*TEXT BLOCK*
+--

This one is a caution to everyone not to try too hard to accomodate a loved one who is controlled by an obsession. It can't end well.
Henry Earlforward is a bookseller and miser who in his 50s decides it's time to get married. He is attracted to a lively widow who strikes him as extremely thrifty -- a gal after his own heart. Violet Arb responds to his attentions but doesn't know he is a miser.
Elsie, a salt-of-the-earth charwoman, takes a job in their new household. She has challenges of her own but boatloads of kindness and common sense.
The story transpires in a humble part of London called Clerkenwell. The reader gets to watch what the miserly obsession does to the couple while rooting for life to work out well for Elsie.
This was the only one of Bennett's novels to come close to being a best seller, and it won a literary prize. It's hard to explain why I liked it except to say that all the characters are really powerfully drawn -- their essence, their contradictions, their wavering back and forth. And I'd love for readers in 2017 to start reading Bennett again. He offers lots of quiet wisdom.
I think I may at long last have discovered a novelist of the Victorian, Edwardian and post-Edwardian eras whose writing style doesn’t turn me off. Having struggled with the often turgid and unreadable prose of George Eliot, Anthony Trollope and John Galsworthy, I am very grateful to the friend who nominated ‘Riceyman Steps’ by Arnold Bennett for discussion by the book group I belong to. It’s my first experience of Bennett’s work. And it’s a very good novel.

+--

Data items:
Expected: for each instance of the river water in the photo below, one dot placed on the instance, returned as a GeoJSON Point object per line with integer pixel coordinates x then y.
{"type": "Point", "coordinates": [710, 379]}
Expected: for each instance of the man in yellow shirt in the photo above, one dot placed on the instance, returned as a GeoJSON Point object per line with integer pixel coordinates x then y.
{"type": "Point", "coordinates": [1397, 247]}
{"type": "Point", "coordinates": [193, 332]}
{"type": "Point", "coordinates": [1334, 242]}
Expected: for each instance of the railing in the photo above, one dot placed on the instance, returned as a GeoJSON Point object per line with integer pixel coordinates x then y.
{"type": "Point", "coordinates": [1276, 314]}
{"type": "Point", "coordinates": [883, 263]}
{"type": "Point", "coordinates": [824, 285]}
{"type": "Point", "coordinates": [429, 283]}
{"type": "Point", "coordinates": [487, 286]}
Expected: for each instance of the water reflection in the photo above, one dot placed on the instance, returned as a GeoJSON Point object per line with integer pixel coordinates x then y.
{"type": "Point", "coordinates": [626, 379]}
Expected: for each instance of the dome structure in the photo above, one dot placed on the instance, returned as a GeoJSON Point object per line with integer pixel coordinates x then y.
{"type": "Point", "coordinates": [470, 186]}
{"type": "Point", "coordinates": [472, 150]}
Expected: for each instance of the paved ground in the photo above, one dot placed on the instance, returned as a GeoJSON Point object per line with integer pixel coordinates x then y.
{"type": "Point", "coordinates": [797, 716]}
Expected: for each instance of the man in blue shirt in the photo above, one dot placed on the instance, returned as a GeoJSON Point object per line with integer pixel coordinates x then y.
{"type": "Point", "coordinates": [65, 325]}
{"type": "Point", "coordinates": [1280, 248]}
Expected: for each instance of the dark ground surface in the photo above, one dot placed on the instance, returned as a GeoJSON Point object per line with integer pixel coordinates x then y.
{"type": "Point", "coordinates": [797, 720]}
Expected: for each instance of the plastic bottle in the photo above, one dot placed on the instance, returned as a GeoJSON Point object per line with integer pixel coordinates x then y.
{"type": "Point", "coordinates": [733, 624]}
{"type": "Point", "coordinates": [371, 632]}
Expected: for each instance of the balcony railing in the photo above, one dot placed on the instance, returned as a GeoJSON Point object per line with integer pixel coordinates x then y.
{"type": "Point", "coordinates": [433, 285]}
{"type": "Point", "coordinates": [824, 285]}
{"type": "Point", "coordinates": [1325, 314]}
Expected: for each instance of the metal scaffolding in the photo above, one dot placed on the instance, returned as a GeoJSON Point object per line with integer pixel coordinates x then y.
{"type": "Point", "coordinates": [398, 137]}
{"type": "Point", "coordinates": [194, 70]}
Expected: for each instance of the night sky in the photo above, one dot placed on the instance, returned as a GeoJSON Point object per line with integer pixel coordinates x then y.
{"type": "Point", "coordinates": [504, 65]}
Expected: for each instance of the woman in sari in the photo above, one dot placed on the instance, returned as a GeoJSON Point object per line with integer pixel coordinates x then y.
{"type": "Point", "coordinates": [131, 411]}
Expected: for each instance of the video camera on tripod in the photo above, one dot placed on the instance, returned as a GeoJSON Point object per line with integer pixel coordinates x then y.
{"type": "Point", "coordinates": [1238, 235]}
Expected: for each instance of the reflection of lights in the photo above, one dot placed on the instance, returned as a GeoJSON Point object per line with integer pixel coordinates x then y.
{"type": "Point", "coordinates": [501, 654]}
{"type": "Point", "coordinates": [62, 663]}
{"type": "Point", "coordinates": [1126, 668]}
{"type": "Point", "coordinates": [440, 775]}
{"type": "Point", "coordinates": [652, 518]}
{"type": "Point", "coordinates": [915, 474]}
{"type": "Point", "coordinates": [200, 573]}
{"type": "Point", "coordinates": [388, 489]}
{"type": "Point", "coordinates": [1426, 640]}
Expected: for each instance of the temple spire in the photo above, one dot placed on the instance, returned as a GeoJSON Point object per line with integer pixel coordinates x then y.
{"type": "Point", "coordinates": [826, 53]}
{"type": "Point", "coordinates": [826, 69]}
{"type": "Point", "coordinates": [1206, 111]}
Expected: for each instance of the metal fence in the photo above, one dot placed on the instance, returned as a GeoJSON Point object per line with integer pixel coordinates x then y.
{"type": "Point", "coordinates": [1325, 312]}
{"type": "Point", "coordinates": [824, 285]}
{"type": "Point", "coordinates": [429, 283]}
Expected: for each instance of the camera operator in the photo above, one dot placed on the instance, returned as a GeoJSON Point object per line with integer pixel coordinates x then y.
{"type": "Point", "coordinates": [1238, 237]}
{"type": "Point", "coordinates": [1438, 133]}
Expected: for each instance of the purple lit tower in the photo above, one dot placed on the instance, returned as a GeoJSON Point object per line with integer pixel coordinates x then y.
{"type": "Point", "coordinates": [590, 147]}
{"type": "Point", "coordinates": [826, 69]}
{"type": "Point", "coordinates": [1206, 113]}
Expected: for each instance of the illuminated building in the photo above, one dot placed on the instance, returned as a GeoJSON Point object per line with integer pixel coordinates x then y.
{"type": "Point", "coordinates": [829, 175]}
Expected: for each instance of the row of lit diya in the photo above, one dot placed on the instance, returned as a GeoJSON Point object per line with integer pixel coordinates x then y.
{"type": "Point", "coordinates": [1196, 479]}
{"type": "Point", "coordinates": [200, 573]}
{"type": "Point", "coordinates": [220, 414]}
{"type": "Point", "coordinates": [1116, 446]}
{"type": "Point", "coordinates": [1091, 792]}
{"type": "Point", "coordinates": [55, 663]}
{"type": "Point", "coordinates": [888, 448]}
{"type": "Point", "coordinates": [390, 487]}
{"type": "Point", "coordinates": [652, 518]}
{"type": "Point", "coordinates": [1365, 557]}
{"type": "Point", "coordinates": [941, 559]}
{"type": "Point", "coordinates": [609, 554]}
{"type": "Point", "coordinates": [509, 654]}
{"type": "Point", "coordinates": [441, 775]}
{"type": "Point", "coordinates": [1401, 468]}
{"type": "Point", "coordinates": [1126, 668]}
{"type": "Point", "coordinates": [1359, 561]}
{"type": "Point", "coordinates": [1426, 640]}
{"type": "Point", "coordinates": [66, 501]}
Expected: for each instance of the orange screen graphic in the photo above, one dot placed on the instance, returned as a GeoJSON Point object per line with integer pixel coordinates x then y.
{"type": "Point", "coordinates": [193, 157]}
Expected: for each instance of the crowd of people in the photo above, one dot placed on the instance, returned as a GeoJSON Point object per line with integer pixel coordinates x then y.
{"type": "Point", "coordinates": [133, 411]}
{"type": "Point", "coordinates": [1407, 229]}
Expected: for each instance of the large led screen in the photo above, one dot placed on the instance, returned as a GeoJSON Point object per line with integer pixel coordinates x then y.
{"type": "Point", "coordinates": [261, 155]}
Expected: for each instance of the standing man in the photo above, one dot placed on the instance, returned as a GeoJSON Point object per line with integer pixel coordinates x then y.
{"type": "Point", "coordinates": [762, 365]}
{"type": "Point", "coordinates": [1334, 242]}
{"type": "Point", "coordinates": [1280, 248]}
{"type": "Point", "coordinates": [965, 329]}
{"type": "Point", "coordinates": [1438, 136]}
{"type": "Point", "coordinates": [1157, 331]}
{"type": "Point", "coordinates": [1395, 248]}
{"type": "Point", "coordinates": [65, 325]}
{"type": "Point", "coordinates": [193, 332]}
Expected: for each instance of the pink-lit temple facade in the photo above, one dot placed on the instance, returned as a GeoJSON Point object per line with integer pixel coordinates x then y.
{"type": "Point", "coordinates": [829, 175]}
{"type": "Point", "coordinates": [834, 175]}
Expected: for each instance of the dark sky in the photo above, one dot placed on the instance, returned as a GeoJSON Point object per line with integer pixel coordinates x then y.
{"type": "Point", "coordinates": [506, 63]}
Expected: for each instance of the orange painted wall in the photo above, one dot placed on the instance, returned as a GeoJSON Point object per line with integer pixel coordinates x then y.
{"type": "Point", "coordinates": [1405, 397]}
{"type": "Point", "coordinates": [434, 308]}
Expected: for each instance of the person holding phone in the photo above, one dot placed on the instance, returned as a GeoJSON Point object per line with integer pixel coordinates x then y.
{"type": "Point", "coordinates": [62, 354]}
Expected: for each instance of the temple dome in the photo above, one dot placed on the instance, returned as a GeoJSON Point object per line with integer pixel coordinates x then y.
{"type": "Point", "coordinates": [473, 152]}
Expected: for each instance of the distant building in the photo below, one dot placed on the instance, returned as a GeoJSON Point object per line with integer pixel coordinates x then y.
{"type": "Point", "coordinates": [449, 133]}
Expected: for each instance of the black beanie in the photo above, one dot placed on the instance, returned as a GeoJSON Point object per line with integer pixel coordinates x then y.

+--

*SET OF TASKS*
1. Rewrite the paragraph of the Riceyman Steps text that begins "Henry Earlforward is a bookseller" in fewer words, keeping its main facts.
2. According to the Riceyman Steps text, in what part of London does the story take place?
The data items are separate material and are not part of the text.

*ANSWERS TO THE EXERCISE*
1. Henry Earlforward, a miserly bookseller in his 50s, decides to marry. He is drawn to Violet Arb, a lively widow who seems very thrifty to him. She returns his interest without knowing he is a miser.

2. Clerkenwell